** To be done **
Format the lines below as a numbered list, leaving out any blank lines.

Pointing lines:
##########
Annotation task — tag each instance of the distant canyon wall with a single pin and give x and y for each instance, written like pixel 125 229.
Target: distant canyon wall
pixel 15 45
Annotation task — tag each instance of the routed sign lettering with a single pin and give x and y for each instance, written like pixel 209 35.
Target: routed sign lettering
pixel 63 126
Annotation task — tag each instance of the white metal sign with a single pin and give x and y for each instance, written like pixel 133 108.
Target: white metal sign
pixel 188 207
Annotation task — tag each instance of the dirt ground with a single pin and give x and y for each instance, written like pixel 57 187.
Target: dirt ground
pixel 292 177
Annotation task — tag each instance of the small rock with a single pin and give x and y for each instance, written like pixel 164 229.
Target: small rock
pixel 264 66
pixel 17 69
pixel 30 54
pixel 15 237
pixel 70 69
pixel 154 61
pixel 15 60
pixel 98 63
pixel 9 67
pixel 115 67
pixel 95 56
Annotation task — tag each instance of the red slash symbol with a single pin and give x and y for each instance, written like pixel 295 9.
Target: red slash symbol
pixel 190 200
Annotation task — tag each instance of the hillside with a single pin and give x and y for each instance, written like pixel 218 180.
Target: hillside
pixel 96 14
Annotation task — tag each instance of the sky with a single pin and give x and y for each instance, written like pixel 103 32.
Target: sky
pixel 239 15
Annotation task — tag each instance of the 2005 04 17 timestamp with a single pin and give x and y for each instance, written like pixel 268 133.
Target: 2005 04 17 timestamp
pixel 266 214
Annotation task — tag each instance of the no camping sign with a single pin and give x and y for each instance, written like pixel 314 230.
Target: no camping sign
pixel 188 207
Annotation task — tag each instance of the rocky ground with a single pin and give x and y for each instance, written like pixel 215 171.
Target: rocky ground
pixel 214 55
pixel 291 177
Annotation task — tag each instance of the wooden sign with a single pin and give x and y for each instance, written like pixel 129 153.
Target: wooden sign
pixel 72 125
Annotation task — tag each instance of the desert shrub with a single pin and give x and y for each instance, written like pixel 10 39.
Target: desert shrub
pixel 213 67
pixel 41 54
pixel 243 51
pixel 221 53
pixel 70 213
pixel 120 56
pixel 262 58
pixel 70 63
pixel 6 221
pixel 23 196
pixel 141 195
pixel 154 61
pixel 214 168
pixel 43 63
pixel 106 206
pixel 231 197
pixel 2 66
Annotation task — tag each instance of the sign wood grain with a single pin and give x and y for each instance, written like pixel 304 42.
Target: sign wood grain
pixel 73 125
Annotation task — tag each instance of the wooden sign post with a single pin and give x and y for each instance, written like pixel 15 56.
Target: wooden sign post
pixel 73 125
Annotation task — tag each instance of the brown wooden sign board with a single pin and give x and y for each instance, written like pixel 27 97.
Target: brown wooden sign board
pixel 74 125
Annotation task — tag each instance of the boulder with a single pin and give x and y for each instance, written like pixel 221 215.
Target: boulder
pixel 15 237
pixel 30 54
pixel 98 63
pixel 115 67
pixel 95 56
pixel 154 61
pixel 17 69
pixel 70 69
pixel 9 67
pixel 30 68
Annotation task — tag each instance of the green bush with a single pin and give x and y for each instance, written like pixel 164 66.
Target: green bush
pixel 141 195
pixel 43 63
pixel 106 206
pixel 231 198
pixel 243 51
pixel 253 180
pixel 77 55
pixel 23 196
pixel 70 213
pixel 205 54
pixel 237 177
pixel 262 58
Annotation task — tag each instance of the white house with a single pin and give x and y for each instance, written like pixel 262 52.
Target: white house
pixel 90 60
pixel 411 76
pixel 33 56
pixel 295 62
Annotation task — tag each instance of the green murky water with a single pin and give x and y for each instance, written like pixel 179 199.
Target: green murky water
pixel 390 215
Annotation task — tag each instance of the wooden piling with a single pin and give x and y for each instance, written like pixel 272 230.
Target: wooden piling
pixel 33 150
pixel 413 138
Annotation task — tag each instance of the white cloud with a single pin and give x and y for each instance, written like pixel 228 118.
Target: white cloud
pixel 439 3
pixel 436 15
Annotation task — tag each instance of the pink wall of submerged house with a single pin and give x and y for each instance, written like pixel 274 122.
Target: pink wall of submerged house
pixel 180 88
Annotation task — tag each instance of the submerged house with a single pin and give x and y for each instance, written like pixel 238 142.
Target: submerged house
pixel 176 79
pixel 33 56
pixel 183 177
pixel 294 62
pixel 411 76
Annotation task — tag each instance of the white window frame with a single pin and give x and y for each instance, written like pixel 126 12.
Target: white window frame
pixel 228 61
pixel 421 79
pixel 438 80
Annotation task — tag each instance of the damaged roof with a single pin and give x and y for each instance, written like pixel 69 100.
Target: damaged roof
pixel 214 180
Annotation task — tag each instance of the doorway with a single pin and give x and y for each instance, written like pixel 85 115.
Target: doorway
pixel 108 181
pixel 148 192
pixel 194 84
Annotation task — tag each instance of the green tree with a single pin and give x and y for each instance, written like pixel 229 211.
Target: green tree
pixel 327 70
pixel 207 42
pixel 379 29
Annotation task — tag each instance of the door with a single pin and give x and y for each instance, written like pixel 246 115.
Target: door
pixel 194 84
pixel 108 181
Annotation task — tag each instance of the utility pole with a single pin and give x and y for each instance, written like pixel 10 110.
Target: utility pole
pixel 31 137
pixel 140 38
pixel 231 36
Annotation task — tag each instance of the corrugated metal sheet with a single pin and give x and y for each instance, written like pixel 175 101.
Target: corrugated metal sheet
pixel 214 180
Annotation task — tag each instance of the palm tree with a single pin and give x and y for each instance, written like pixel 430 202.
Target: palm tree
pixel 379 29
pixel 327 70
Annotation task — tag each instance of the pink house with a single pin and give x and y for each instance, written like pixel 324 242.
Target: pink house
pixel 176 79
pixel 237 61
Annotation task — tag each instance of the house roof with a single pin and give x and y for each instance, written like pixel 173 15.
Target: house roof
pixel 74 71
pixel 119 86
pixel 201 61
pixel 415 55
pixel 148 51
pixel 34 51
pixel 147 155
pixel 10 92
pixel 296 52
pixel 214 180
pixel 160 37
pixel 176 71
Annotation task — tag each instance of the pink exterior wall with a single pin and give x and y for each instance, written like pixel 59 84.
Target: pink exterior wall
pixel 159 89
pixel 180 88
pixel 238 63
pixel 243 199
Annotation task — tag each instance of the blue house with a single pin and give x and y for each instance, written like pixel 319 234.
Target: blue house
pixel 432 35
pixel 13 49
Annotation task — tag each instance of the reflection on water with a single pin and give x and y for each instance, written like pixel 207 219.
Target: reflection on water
##########
** Exercise answer **
1. Annotation task — tag each instance of the distant canyon wall with a single pin and give x and y for each instance, written like pixel 125 229.
2. Target: distant canyon wall
3. pixel 15 45
4. Annotation task — tag each instance of the routed sign lettering with a single pin and give x and y for each instance, written like pixel 209 35.
5. Target: routed sign lettering
6. pixel 63 126
7. Annotation task — tag each instance of the white metal sign with a single pin and give x and y for each instance, written like pixel 133 108.
8. Target: white metal sign
9. pixel 188 207
10. Annotation task — tag each instance of the dirt ground with a single pin and give x and y for each instance, written like pixel 57 187.
11. Target: dirt ground
12. pixel 292 177
13. Annotation task — tag each instance of the small rock with a single pin and give x and y for each instance, written like pixel 164 229.
14. Target: small rock
15. pixel 264 66
16. pixel 17 69
17. pixel 30 54
18. pixel 15 237
19. pixel 70 69
20. pixel 154 61
21. pixel 15 60
22. pixel 98 63
23. pixel 9 67
24. pixel 115 67
25. pixel 95 56
26. Annotation task — tag each instance of the red slash symbol with a single pin and give x and y for each instance, written like pixel 295 9.
27. Target: red slash symbol
28. pixel 190 200
29. Annotation task — tag each instance of the hillside with a single pin and give x and y for each instance, written like pixel 218 180.
30. Target: hillside
31. pixel 96 14
32. Annotation task — tag each instance of the sky with a single pin and give x and y for each instance, written like pixel 103 32.
33. Target: sky
34. pixel 239 15
35. Annotation task — tag each instance of the 2005 04 17 timestamp with a single pin and give x and y for each instance, written like pixel 268 133.
36. Target: 2005 04 17 timestamp
37. pixel 266 214
38. Annotation task — tag each instance of the no camping sign with a single pin and give x and y for each instance, written like pixel 314 230.
39. Target: no camping sign
40. pixel 188 207
41. Annotation task — tag each instance of the rocky ground with a single pin and give x and y for each instance, written like pixel 215 171.
42. Target: rocky ground
43. pixel 214 55
44. pixel 291 177
45. Annotation task — tag each instance of the wooden sign with a single pin and give x and y for each instance, written like pixel 129 153.
46. Target: wooden sign
47. pixel 72 125
48. Annotation task — tag each instance of the desert shrub with a single pin and give x and y for each instance, written like pixel 10 39.
49. Target: desert shrub
50. pixel 213 67
51. pixel 41 54
52. pixel 243 51
53. pixel 221 53
54. pixel 70 213
55. pixel 120 56
56. pixel 262 58
57. pixel 70 63
58. pixel 6 221
59. pixel 23 196
60. pixel 141 195
61. pixel 154 61
62. pixel 214 168
63. pixel 43 63
64. pixel 106 206
65. pixel 231 197
66. pixel 2 66
67. Annotation task — tag each instance of the sign wood grain with a single pin and give x and y for each instance, written like pixel 304 42.
68. Target: sign wood grain
69. pixel 73 125
70. Annotation task — tag each instance of the wooden sign post with a single pin and give x and y for each instance, written like pixel 15 56.
71. Target: wooden sign post
72. pixel 73 125
73. Annotation task — tag each instance of the brown wooden sign board with a single pin and give x and y for each instance, written like pixel 27 97.
74. Target: brown wooden sign board
75. pixel 74 125
76. Annotation task — tag each instance of the boulder with a single pin and give x and y for each instance, written like pixel 221 215.
77. Target: boulder
78. pixel 15 237
79. pixel 30 54
80. pixel 98 63
81. pixel 115 67
82. pixel 95 56
83. pixel 154 61
84. pixel 17 69
85. pixel 70 69
86. pixel 9 67
87. pixel 30 68
88. Annotation task — tag each instance of the green bush with a single pin and give x and y for each instance, written like pixel 164 66.
89. Target: green bush
90. pixel 141 195
91. pixel 43 63
92. pixel 106 206
93. pixel 231 198
94. pixel 243 51
95. pixel 253 180
96. pixel 77 55
97. pixel 23 196
98. pixel 70 213
99. pixel 205 54
100. pixel 237 177
101. pixel 262 58
102. Annotation task — tag each instance of the white house with a single pin and give x and y for each instance, written like pixel 262 52.
103. Target: white house
104. pixel 90 60
105. pixel 411 76
106. pixel 33 56
107. pixel 295 62
108. Annotation task — tag each instance of the green murky water with a single pin and give x and y for each instance, written like pixel 179 199.
109. Target: green murky water
110. pixel 390 215
111. Annotation task — tag each instance of the wooden piling with a single pin and give x and y for each instance, written like pixel 272 230.
112. Target: wooden piling
113. pixel 33 150
114. pixel 413 138
115. Annotation task — tag each instance of the white cloud with a single pin and give x and y for each instance, written like pixel 228 118.
116. Target: white cloud
117. pixel 439 3
118. pixel 436 15
119. Annotation task — tag each instance of the pink wall of submerged house with a single pin and give x and y for each instance, written like pixel 274 122.
120. Target: pink wall of submerged house
121. pixel 180 88
122. Annotation task — tag each instance of the submerged house with a single pin and give x and y for each instance, written like pixel 238 142.
123. Target: submerged house
124. pixel 176 79
125. pixel 33 56
126. pixel 183 177
127. pixel 294 62
128. pixel 411 76
129. Annotation task — tag each instance of the white window frame with a single pin and give x and y for each instance, written like pixel 126 12.
130. Target: white window frame
131. pixel 228 61
132. pixel 421 79
133. pixel 438 80
134. Annotation task — tag each instance of the damaged roof with a single pin and give x and y for each instance, written like pixel 69 100.
135. Target: damaged roof
136. pixel 214 180
137. Annotation task — tag each instance of the doorway with a single pin and give x and y for each instance, written like pixel 85 115.
138. Target: doorway
139. pixel 108 181
140. pixel 148 192
141. pixel 194 84
142. Annotation task — tag each instance of the green tree with a single pin and give x and y for each instance, written like pixel 229 211.
143. Target: green tree
144. pixel 327 70
145. pixel 207 42
146. pixel 379 29
147. Annotation task — tag each instance of the door with a single pin and give x and y for each instance, written like pixel 246 115.
148. Target: door
149. pixel 194 84
150. pixel 108 181
151. Annotation task — tag each instance of the utility pole with a single pin and give x and y for each instance, written like pixel 10 110.
152. Target: utility pole
153. pixel 31 137
154. pixel 140 38
155. pixel 231 36
156. Annotation task — tag each instance of the corrugated metal sheet with a single pin and give x and y for each instance, written like pixel 175 101.
157. Target: corrugated metal sheet
158. pixel 214 180
159. Annotation task — tag each instance of the palm tree with a single pin and give x and y for each instance, written like pixel 430 202.
160. Target: palm tree
161. pixel 379 29
162. pixel 327 70
163. Annotation task — tag each instance of the pink house with a single pin and give x and y for each instance, written like pixel 324 242.
164. Target: pink house
165. pixel 176 79
166. pixel 237 61
167. Annotation task — tag each instance of the house roof with a single pin and give x and y for each instance, written like pixel 173 15.
168. Target: house roof
169. pixel 74 71
170. pixel 119 86
171. pixel 201 61
172. pixel 415 55
173. pixel 148 51
174. pixel 34 51
175. pixel 147 155
176. pixel 10 92
177. pixel 296 52
178. pixel 214 180
179. pixel 160 37
180. pixel 176 71
181. Annotation task — tag each instance of the pink exterior wall with a single pin and give x and y for each instance, written like pixel 59 84.
182. Target: pink exterior wall
183. pixel 159 89
184. pixel 180 88
185. pixel 238 63
186. pixel 243 199
187. Annotation task — tag each instance of the blue house with a single pin and give x and y for each instance, written like pixel 319 234.
188. Target: blue house
189. pixel 432 35
190. pixel 13 49
191. Annotation task — tag each instance of the reflection on water with a single pin and give x and y for each instance, written like pixel 207 219.
192. Target: reflection on water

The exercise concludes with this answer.